Your task
Beginning with the line containing "# test: pointer marks the cumulus" and ending with the last line, repeat the records exactly.

Data section

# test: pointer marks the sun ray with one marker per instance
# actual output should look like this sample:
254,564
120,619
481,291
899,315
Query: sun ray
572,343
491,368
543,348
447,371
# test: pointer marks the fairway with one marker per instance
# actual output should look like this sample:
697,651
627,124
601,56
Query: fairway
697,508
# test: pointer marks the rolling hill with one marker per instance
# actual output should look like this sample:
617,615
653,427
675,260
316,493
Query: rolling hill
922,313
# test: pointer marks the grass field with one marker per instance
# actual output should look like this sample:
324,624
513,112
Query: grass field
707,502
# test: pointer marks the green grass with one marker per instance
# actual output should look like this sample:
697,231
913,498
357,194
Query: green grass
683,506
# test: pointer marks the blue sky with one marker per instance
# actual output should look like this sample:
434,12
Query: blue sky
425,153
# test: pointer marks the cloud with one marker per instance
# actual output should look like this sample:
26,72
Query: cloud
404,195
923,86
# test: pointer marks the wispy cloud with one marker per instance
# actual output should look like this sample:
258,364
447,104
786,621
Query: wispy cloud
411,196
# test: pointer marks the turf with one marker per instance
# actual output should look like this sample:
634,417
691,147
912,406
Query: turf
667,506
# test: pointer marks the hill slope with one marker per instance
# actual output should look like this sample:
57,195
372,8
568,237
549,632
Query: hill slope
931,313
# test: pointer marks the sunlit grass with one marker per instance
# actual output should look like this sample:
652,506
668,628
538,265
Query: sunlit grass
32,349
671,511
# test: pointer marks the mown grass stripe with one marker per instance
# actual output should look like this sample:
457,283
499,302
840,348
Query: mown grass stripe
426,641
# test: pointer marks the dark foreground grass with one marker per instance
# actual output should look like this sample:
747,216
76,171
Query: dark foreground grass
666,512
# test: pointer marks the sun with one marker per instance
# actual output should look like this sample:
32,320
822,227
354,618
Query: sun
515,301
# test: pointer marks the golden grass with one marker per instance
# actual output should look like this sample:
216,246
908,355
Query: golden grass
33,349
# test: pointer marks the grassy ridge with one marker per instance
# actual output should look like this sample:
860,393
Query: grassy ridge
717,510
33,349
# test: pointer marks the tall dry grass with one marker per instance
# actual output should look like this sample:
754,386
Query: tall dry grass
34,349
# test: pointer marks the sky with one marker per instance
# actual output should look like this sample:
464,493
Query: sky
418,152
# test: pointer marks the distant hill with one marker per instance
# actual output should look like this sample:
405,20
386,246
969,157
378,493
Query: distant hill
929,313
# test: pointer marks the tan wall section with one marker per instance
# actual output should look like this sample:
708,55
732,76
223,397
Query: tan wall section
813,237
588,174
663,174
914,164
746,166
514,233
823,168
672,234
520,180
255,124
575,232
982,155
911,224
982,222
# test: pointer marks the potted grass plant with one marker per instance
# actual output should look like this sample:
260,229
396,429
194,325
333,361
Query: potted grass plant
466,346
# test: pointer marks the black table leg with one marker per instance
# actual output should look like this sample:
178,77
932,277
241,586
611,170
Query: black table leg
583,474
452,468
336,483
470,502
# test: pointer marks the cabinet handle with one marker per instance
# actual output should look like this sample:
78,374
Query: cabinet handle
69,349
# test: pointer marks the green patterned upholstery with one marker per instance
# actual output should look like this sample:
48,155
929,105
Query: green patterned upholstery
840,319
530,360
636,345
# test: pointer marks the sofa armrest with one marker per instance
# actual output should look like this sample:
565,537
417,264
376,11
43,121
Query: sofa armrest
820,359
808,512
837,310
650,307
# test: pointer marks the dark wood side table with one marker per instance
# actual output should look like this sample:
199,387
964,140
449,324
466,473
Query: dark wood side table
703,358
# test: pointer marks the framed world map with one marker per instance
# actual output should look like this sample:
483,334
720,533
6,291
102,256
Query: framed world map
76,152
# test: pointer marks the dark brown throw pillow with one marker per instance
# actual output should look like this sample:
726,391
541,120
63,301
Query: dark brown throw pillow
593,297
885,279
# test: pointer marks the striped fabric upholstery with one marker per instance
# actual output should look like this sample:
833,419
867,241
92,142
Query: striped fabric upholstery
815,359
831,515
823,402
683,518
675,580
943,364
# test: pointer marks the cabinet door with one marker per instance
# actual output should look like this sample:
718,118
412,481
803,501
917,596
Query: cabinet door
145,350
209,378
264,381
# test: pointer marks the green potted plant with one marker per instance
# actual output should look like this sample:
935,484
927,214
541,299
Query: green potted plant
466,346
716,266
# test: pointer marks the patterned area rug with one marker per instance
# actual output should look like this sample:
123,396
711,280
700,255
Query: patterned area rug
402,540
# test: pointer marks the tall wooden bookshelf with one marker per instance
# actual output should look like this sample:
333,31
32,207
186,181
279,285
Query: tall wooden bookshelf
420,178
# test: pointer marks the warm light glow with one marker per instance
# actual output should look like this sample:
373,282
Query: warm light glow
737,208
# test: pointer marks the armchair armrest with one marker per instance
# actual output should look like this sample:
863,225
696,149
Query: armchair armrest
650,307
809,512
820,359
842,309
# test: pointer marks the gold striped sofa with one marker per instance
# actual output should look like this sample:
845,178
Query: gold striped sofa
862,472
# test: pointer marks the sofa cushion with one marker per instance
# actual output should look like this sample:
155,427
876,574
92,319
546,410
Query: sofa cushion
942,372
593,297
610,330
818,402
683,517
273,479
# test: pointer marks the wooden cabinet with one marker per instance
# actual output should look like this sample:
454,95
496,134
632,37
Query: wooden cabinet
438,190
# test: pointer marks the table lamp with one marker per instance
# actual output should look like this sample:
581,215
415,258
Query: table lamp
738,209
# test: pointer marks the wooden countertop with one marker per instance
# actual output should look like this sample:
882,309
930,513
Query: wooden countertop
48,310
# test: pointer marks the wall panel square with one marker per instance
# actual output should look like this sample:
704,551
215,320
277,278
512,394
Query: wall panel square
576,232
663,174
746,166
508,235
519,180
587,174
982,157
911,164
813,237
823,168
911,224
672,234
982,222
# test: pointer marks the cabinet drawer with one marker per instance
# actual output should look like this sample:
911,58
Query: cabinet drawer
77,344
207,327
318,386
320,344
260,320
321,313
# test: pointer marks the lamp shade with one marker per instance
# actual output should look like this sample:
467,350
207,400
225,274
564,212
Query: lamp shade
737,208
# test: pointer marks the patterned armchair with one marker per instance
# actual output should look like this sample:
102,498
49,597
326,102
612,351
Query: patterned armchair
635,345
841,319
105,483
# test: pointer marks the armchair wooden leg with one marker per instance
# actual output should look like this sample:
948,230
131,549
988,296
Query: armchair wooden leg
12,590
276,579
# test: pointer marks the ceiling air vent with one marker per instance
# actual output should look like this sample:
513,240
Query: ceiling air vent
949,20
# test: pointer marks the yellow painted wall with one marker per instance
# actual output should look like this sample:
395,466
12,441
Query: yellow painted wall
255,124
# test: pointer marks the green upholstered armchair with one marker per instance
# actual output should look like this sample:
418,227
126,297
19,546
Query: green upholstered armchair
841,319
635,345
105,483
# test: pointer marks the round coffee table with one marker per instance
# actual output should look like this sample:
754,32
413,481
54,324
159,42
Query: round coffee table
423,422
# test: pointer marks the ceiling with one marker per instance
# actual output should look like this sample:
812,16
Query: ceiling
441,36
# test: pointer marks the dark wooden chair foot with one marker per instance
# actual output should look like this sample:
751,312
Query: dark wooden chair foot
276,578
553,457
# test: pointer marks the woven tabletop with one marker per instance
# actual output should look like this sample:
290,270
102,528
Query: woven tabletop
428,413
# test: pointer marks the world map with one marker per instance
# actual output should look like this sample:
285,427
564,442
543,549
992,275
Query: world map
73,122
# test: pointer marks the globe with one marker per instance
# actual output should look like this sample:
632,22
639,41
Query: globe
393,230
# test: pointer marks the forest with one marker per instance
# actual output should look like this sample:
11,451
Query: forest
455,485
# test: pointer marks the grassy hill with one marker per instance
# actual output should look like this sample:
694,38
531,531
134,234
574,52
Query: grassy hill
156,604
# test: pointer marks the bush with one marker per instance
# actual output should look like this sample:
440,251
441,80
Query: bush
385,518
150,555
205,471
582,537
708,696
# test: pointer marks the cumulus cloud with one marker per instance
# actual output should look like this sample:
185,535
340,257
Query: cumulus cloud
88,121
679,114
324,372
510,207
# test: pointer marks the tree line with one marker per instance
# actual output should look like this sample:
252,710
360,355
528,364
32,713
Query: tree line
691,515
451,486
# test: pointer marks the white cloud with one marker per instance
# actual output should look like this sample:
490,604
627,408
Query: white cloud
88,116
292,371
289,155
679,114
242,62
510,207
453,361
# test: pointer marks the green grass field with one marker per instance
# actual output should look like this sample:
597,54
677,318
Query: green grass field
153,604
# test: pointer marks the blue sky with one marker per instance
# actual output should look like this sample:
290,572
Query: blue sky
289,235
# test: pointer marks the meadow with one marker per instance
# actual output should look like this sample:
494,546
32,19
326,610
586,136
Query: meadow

Output below
# test: pointer marks the cumulus cloud with one marker per instance
# actual output should look like this sample:
185,535
340,257
Query: cumulus cloud
88,121
679,114
324,372
510,207
# test: pointer marks the tree line with one marker per instance
# actual output should look like this sample:
252,710
360,355
528,364
32,713
Query: tree line
691,515
451,486
# test: pointer marks the white cloud with one marker per instance
# actual output should look like this sample:
490,604
627,408
Query: white cloud
88,116
292,371
289,155
679,114
242,62
510,207
453,361
# test: pointer marks the green grass field with one marker per instance
# actual output should look like this sample:
597,54
677,318
Query: green grass field
153,604
# test: pointer marks the blue sky with one marker per instance
# actual output should look like this sample:
290,572
Query: blue sky
289,235
# test: pointer marks the meadow with one marker per instance
# actual output should look like this sample:
494,546
32,19
326,610
586,136
Query: meadow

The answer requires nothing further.